_WORK TO BE COMPLETED:_ Resume the passage on catalytic resonance, continuing on from its last sentence.

_EXTRACT:_
For directionality metrics greater than 1, the reaction exhibits forward bias to conversion higher than equilibrium. Directionality metrics less than 1 indicate negative reaction bias to conversion less than equilibrium. For more complicated reactions oscillating between multiple catalyst states, j, the ratchet directionality metric can be calculated based on the rate constants and time scales of all states.

$\lambda_\ = \frac{\sum_{j} \tau_j k_{1,j}}{\sum_{j} \tau_j k_{-1,j}}$

The kinetic bias of an independent catalytic ratchet exists for sufficiently high catalyst oscillation frequencies, f, above the ratchet cutoff frequency, f_{c}, calculated as:

$f_c = \frac{k_{II}D_{II}}{4(\sqrt{2}-1)}$

For a single independent catalytic elementary step of a reaction on a surface (e.g., A* ↔ B*), the A* surface coverage, θ_{A}, can be predicted from the ratchet directionality metric,

$\theta_A = \frac{1}{1 + \lambda}$

==Experiments and Evidence==
Catalytic rate enhancement via dynamic perturbation of surface active sites has been demonstrated experimentally with dynamic electrocatalysis and dynamic photocatalysis. Those results may be explained in the framework of catalytic resonance theory but conclusive evidence is still lacking:

- In 1978, the electro-oxidation of formic acid on a platinum electrode was studied under the application of constant potentials and square-wave pulsed potentials. The latter was found to enhance the current density (and thus catalytic activity) by up to 20 times compared to the potentiostatic conditions, with the optimal wave amplitude and frequency of 600 mV and 2000 Hz, respectively. In 1988, the oxidation of methanol on a platinum electrode was conducted under pulsed potentials between 0.4 and 1.18 V, resulting in an average current almost 100 times higher than the steady-state current at 0.4 V.
- Using the formic acid electro-oxidation reaction, oscillation of the applied electrodynamic potential between 0 and 0.8 volts accelerated the formation rate of carbon dioxide more than an order of magnitude higher (20X) than what was achievable on platinum, the best existing catalyst. The maximum catalytic rate was experimentally observed at a frequency of 100 Hz; slower catalytic rates were observed at higher and lower electrodynamic frequencies. The resonant frequency was interpreted as the oscillation between conditions favorable to formic acid decomposition (0 V) and conditions favorable to form CO_{2} (0.8 V).

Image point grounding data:
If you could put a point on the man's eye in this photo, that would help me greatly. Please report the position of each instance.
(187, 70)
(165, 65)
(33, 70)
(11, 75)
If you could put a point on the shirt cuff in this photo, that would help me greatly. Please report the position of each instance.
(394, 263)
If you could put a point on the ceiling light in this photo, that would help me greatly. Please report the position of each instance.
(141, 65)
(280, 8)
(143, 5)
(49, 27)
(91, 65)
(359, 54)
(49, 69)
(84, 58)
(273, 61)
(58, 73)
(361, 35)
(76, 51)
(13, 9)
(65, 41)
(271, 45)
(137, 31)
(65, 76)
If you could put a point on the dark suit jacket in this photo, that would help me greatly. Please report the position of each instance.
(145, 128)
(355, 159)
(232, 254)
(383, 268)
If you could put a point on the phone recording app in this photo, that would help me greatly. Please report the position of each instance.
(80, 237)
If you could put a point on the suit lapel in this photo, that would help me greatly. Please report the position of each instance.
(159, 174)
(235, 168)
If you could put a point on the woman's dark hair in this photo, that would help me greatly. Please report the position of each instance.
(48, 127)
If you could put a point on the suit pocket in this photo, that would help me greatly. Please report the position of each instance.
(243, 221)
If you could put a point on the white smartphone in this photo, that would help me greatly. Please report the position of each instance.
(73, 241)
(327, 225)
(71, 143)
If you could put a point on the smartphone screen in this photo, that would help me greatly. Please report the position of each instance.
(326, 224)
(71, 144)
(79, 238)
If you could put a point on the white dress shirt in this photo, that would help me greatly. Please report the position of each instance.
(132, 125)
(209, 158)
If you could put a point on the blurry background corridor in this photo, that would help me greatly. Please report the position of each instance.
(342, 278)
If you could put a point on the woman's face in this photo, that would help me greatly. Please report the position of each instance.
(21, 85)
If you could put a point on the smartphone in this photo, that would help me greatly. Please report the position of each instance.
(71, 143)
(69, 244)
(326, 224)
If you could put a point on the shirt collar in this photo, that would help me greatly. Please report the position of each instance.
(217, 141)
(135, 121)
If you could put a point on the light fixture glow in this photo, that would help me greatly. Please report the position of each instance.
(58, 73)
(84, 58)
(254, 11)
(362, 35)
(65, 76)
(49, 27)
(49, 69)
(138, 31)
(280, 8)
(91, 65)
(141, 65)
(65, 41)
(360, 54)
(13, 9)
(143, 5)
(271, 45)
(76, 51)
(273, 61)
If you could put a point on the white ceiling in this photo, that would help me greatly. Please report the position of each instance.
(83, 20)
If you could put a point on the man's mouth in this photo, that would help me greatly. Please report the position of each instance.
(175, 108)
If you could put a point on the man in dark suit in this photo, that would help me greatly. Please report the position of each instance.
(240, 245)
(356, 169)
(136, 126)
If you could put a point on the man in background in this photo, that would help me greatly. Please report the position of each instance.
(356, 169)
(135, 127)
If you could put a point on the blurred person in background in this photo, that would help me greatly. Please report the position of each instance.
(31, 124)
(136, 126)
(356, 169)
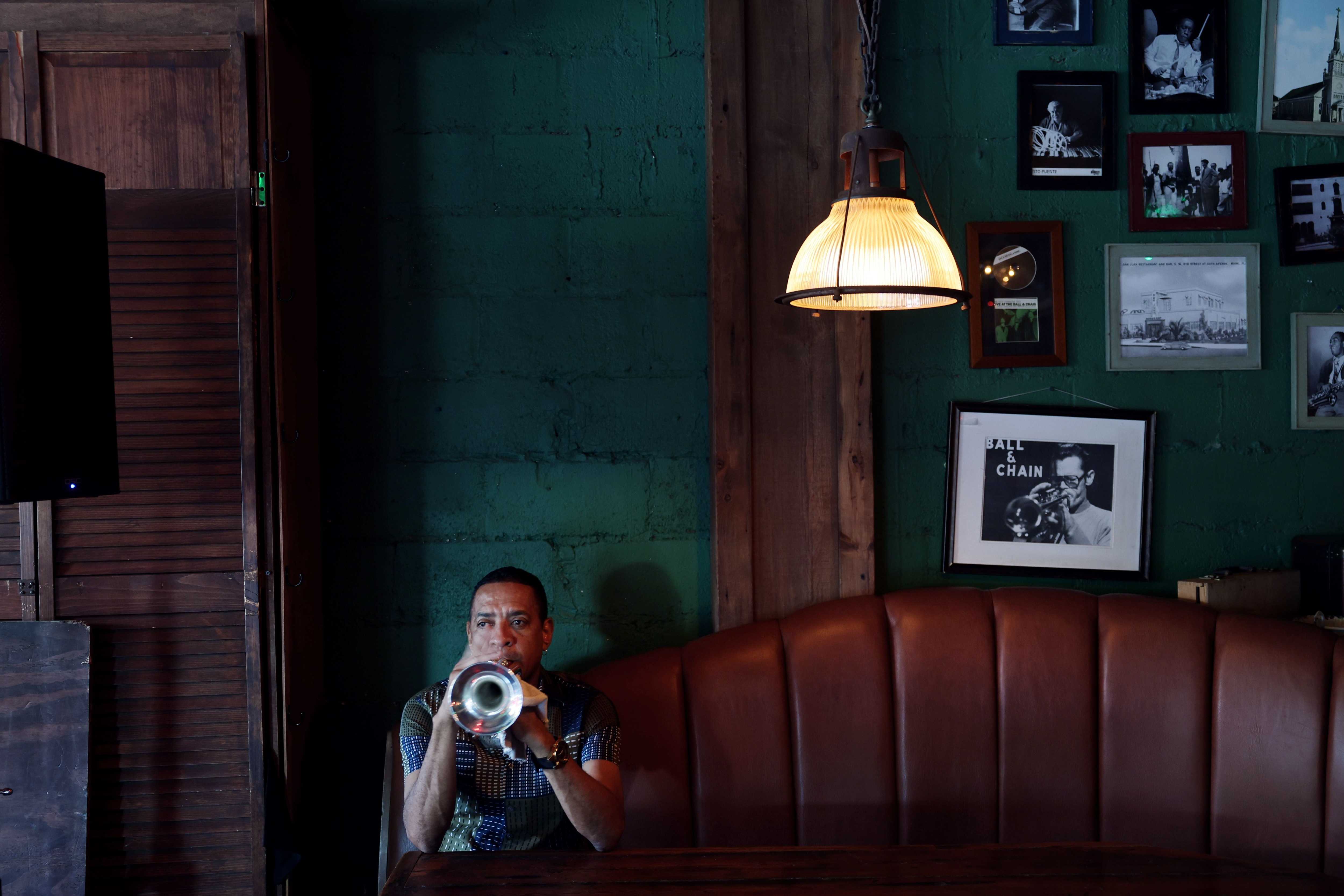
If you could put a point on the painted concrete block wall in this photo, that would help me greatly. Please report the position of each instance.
(1234, 483)
(513, 234)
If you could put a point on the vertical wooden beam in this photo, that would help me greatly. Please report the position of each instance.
(792, 422)
(27, 562)
(46, 563)
(854, 362)
(730, 311)
(15, 127)
(27, 64)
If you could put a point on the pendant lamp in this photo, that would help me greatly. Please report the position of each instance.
(874, 252)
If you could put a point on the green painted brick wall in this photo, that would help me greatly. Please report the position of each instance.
(511, 222)
(1234, 483)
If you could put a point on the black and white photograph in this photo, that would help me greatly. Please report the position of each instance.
(1049, 491)
(1187, 182)
(1319, 371)
(1017, 283)
(1302, 76)
(1043, 22)
(1179, 308)
(1310, 202)
(1065, 131)
(1178, 62)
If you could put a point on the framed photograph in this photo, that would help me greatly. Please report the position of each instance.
(1066, 131)
(1310, 202)
(1183, 307)
(1017, 281)
(1187, 182)
(1178, 57)
(1302, 78)
(1319, 371)
(1043, 22)
(1049, 491)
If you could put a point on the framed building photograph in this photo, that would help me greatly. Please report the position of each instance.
(1017, 281)
(1187, 182)
(1302, 77)
(1178, 57)
(1310, 205)
(1319, 371)
(1043, 22)
(1183, 307)
(1049, 491)
(1066, 131)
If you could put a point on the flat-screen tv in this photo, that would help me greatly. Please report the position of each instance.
(58, 420)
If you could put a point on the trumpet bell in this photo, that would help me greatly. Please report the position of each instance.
(487, 698)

_EXERCISE ANSWER:_
- The concept of implementing periodic illumination to improve the quantum yield of a typical photocatalytic reaction was first introduced in 1964 by Miller et al. In this work, they showed enhanced photosynthetic efficiency in the conversion of CO_{2} to O_{2} when the algal culture was exposed to periodic illumination in a Taylor vortex reactor. Sczechowski et al. later implemented the same approach for heterogeneous photocatalysis in 1993, where they demonstrated 5-fold increment in photoefficiency of formate decomposition by cycling between light and dark conditions with periods of 72 ms and 1.45 s respectively. They hypothesized that upon illumination of the catalyst, there is a critical illumination time during which absorbed photons generate oxidizing species (h_{vb}^{+}) on the surface of the catalyst. The generated species or their intermediates go on to react with substrates on the surface or in the bulk. During dark period, adsorption, desorption, and diffusion generally occurs in the absence of photons. After a critical recovery period in the dark, the photocatalyst can efficiently use photons again when photons are reintroduced. A summary of work involving “dynamic” photocatalysis was provided by Tokode et al. in 2016.
- Dynamic promotion of methanol decomposition was demonstrated on 2 nm Pt nanoparticles using pulsed light. The rate acceleration to form H_{2} relative to static illumination was attributed to the selective weakening of adsorbed carbon monoxide, thereby also increasing the quantum efficiency of applied light.
- In 2021, Sordello et al. experimentally demonstrated a 50% increase of the quantum yield for the Hydrogen Evolution Reaction (HER) over Pt/TiO_{2} nanoparticles via formic acid photoreforming under Controlled Period Illumination (CPI).

Implementation of catalyst dynamics has been proposed to occur by additional methods using oscillating light, electric potential, and physical perturbation.